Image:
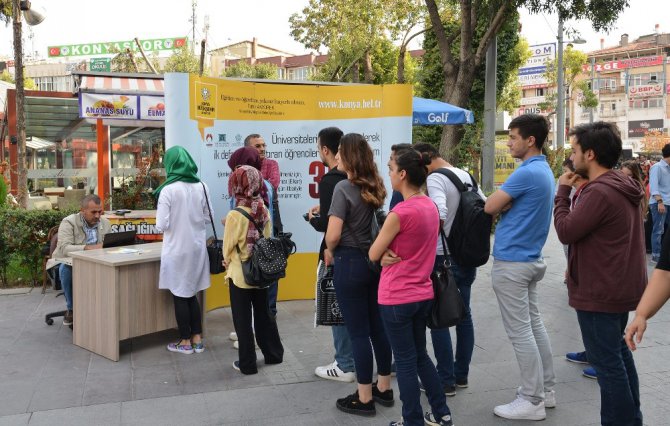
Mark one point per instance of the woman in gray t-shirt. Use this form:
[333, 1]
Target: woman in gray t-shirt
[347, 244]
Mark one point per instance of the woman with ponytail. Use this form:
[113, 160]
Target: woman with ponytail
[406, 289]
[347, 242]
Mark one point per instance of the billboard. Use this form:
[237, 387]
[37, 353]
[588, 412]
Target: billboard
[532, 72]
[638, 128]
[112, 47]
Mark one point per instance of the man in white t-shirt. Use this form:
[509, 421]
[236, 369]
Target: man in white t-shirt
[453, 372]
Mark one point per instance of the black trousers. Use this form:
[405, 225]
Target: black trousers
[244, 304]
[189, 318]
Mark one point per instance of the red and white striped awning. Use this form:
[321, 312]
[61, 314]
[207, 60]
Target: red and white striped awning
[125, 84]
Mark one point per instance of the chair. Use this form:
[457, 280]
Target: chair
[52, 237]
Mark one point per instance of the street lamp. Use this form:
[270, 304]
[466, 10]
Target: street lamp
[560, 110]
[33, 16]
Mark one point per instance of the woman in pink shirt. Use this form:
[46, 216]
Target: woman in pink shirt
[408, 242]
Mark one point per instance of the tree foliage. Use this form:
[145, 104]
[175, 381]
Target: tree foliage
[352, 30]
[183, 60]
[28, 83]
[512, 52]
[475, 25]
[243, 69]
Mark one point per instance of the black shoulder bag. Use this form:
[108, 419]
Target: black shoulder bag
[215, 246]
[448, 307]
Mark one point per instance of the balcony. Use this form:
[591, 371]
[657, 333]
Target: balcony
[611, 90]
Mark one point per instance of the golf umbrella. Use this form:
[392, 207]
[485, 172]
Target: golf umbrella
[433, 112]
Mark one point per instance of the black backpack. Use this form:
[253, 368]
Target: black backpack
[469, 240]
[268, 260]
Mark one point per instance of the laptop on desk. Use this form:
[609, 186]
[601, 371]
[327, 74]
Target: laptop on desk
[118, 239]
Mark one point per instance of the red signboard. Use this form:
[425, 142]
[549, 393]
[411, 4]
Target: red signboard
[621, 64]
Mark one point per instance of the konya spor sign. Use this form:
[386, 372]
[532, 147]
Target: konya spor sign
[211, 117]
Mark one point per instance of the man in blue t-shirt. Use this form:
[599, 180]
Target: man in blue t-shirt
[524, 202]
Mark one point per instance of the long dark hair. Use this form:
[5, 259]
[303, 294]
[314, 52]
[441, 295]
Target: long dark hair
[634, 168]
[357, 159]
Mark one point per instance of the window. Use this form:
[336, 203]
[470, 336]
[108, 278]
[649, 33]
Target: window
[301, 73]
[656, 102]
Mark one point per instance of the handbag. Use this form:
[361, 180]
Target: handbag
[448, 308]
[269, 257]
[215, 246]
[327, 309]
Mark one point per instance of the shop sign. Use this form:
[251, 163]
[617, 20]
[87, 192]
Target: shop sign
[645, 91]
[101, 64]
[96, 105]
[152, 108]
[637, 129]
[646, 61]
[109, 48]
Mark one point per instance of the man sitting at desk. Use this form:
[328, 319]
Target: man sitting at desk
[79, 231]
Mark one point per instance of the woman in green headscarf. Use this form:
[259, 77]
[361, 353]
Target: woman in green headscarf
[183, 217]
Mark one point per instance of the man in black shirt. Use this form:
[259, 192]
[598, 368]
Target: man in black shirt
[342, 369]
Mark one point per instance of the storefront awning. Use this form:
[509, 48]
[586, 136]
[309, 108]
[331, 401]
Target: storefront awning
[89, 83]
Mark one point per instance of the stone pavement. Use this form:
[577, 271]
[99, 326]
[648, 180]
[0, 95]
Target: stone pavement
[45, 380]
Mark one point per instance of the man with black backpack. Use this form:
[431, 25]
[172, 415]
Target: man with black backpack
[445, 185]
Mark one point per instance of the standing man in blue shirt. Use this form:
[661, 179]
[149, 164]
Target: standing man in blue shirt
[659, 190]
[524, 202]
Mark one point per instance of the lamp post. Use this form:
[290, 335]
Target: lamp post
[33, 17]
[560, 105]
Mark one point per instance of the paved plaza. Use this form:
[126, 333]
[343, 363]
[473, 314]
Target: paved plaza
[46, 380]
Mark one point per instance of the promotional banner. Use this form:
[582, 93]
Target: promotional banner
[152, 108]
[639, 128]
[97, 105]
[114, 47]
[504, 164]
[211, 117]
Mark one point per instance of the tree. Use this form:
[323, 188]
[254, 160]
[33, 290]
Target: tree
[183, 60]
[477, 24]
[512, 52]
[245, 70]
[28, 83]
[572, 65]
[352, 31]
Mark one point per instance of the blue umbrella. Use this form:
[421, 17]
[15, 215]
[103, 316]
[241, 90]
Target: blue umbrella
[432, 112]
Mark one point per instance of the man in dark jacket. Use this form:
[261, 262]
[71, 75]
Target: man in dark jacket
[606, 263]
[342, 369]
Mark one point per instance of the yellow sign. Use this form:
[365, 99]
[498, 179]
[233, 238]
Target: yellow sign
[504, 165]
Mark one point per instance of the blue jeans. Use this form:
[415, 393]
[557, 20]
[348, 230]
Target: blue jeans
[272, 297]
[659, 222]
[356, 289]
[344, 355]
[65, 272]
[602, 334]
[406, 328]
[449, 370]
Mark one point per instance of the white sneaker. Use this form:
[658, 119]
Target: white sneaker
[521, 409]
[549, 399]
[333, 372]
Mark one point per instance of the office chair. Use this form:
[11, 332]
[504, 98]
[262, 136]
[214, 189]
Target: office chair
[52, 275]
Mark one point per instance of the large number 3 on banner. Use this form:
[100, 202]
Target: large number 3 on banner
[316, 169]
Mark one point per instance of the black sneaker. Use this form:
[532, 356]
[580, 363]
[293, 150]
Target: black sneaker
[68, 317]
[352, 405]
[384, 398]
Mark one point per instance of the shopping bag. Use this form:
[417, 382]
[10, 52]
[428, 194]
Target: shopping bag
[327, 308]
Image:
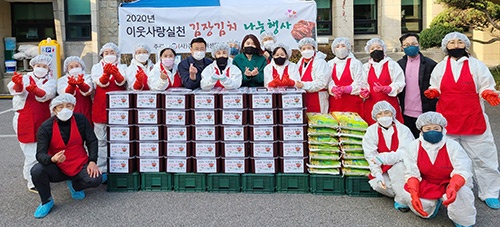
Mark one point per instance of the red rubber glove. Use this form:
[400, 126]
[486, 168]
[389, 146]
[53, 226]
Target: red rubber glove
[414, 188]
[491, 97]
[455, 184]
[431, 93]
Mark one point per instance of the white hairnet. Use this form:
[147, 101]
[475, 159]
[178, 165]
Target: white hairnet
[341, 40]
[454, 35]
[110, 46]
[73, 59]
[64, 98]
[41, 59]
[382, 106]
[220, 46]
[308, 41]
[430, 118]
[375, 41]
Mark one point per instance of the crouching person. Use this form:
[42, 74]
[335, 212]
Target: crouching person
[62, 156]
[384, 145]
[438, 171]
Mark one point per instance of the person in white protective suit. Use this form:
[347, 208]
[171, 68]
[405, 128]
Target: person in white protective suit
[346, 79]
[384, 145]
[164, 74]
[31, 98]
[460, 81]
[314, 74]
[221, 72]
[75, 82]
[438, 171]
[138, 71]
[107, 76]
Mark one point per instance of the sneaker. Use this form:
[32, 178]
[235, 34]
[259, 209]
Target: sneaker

====

▶ **PROBLEM TO SOLVE**: Would you print all the entries again exactly, minus any pictures?

▶ **EXERCISE RESPONSE**:
Image:
Mark one point per instance of the woman in gray t-shirt. Use this form:
[333, 1]
Target: woman in gray t-shirt
[347, 244]
Mark one point per instance of the woman with ponytail. Use this form:
[113, 160]
Target: woman with ponytail
[406, 289]
[347, 242]
Mark one point per instance of the billboard. Use this form:
[237, 387]
[37, 353]
[588, 412]
Target: billboard
[532, 72]
[638, 128]
[112, 47]
Mark one point per instance of the man in white t-shirt. Use this form:
[509, 421]
[236, 369]
Target: man in white t-shirt
[453, 372]
Mark one point per instance of the black trousers. Use this form:
[405, 225]
Target: black trousers
[244, 304]
[189, 318]
Mark one point per instance of the red and white striped awning. Use this form:
[321, 312]
[61, 314]
[207, 60]
Target: red and white striped awning
[125, 84]
Mark one point per instance of the chair. Use this form:
[457, 280]
Target: chair
[52, 237]
Mark one point per instance of the street lamp. Use this form:
[270, 304]
[466, 10]
Target: street lamp
[560, 110]
[33, 16]
Mark one point per instance of the woman in pink shirt. Use this form:
[46, 216]
Target: woman in pink shirt
[408, 242]
Mark one point per instance of the tree foliage. Use this form:
[145, 104]
[175, 381]
Target: tree foliage
[352, 30]
[183, 60]
[28, 83]
[512, 52]
[475, 25]
[243, 69]
Mark one point per instance of the black shoulder bag. Use this form:
[108, 419]
Target: black shoulder bag
[215, 246]
[448, 307]
Mark one point per instance of the balcony. Use this form:
[591, 371]
[657, 333]
Target: balcony
[611, 90]
Mark one point per instance of the golf umbrella. Use this form:
[392, 207]
[485, 172]
Target: golf umbrella
[433, 112]
Mark one point per instance of the black backpack. Use this form:
[253, 368]
Target: black backpack
[469, 240]
[268, 260]
Mark one point per instance of the laptop on desk. Use this form:
[609, 186]
[601, 371]
[327, 74]
Target: laptop on desk
[118, 239]
Mark one point per instance of the red signboard. Use this form:
[425, 142]
[549, 393]
[411, 4]
Target: red signboard
[621, 64]
Mark one point per instance of the konya spor sign. Use this form:
[386, 372]
[532, 147]
Target: konya spor sign
[211, 117]
Mark one point per instance of the man in blue t-shirt. Use this form:
[599, 180]
Target: man in blue t-shirt
[524, 202]
Mark one point per instance of the long dark hair. Use this form:
[5, 259]
[303, 294]
[314, 52]
[441, 295]
Target: long dark hair
[634, 168]
[357, 159]
Mark one point per instance of the window. Use this form:
[336, 203]
[470, 336]
[108, 278]
[649, 33]
Target: window
[301, 73]
[656, 102]
Mark one point per instance of the handbag. Use this form:
[361, 180]
Target: handbag
[448, 308]
[269, 257]
[215, 246]
[327, 309]
Mark one point per instance of the shop sign. Use this form:
[251, 163]
[617, 20]
[87, 192]
Target: shop sign
[645, 91]
[101, 64]
[96, 105]
[152, 108]
[637, 129]
[646, 61]
[109, 48]
Mark one point per instance of the man sitting at desk. Use this form:
[328, 319]
Target: man sitting at desk
[79, 231]
Mark one point per instance of the woman in green headscarf. Use this form:
[259, 77]
[361, 353]
Target: woman in green headscarf
[183, 217]
Mark one point per instance of the man in black shirt. Use this form:
[259, 192]
[598, 368]
Target: man in black shirt
[342, 369]
Mark one point per instance of the storefront awning. Use this form:
[509, 48]
[586, 136]
[309, 108]
[331, 401]
Target: storefront awning
[89, 83]
Mark one point per instance of the stone pavement. Use this form:
[577, 271]
[99, 326]
[648, 180]
[0, 95]
Target: stone pavement
[45, 380]
Mark one point per instance of the man with black backpack. Use this form:
[431, 25]
[172, 415]
Target: man with black backpack
[445, 185]
Mark one point per instance of the standing man in blue shirt. Use this form:
[661, 179]
[149, 164]
Target: standing man in blue shirt
[659, 190]
[524, 202]
Mark one point per instance of the lamp post. Use this form:
[290, 335]
Target: lamp post
[33, 17]
[560, 105]
Mark one point per instance of the paved plaza. Use this form:
[126, 333]
[343, 363]
[473, 314]
Target: paved plaza
[46, 380]
Mark one point per instance of the promotional banner. Use this form:
[582, 93]
Target: promotional banner
[152, 108]
[639, 128]
[97, 105]
[114, 47]
[504, 164]
[211, 117]
Mark one point per instance of the tree. Use this form:
[323, 188]
[254, 160]
[33, 290]
Target: tree
[183, 60]
[477, 24]
[512, 52]
[245, 70]
[28, 83]
[572, 65]
[352, 31]
Mark one point per instance of the blue umbrella. Use this form:
[421, 17]
[15, 215]
[103, 316]
[241, 90]
Target: blue umbrella
[432, 112]
Mark one point per instance of the man in dark jacket. Use this form:
[261, 262]
[71, 75]
Target: man in dark jacket
[606, 263]
[342, 369]
Mark one point per instance of the yellow sign. Use this form:
[365, 99]
[498, 179]
[233, 238]
Target: yellow sign
[504, 165]
Mark one point per instance of the blue jeans. Use this form:
[415, 393]
[557, 20]
[348, 230]
Target: blue jeans
[272, 297]
[659, 222]
[356, 289]
[344, 355]
[65, 272]
[602, 334]
[406, 328]
[449, 370]
Mark one point per instance of the white sneaker. Use this form:
[658, 119]
Target: white sneaker
[521, 409]
[549, 399]
[333, 372]
Mark one point per instance of the office chair. Use this form:
[11, 332]
[504, 98]
[262, 136]
[214, 189]
Target: office chair
[52, 275]
Mark one point per instance of the large number 3 on banner. Use this form:
[100, 202]
Target: large number 3 on banner
[316, 169]
Mark one point per instance of the black sneaker. Use this form:
[532, 356]
[580, 363]
[293, 150]
Target: black sneaker
[68, 317]
[352, 405]
[384, 398]
Mark one point per instance of the shopping bag. Use this form:
[417, 382]
[10, 52]
[428, 194]
Target: shopping bag
[327, 308]
Image:
Mark one point per instance of the red rubber glove. Use this form:
[400, 126]
[486, 168]
[389, 146]
[53, 226]
Target: red rubber glove
[414, 188]
[491, 97]
[455, 184]
[431, 93]
Mark one point per instance of the white hairnet. Use this form:
[147, 101]
[475, 159]
[178, 165]
Target: white hairnet
[341, 40]
[454, 35]
[110, 46]
[73, 59]
[64, 98]
[41, 59]
[382, 106]
[220, 46]
[308, 41]
[430, 118]
[375, 41]
Mark one point per instance of the crouching person. Use this form:
[42, 74]
[335, 212]
Target: crouching person
[62, 156]
[384, 145]
[438, 171]
Mark one point per instance of the person in white protective suit. Use this form:
[347, 208]
[171, 68]
[405, 128]
Target: person in white protective suit
[346, 79]
[384, 145]
[164, 74]
[31, 98]
[460, 81]
[314, 74]
[221, 72]
[75, 82]
[438, 171]
[138, 71]
[107, 76]
Mark one point per instance of the sneaker. Use this form:
[32, 178]
[235, 34]
[259, 209]
Target: sneaker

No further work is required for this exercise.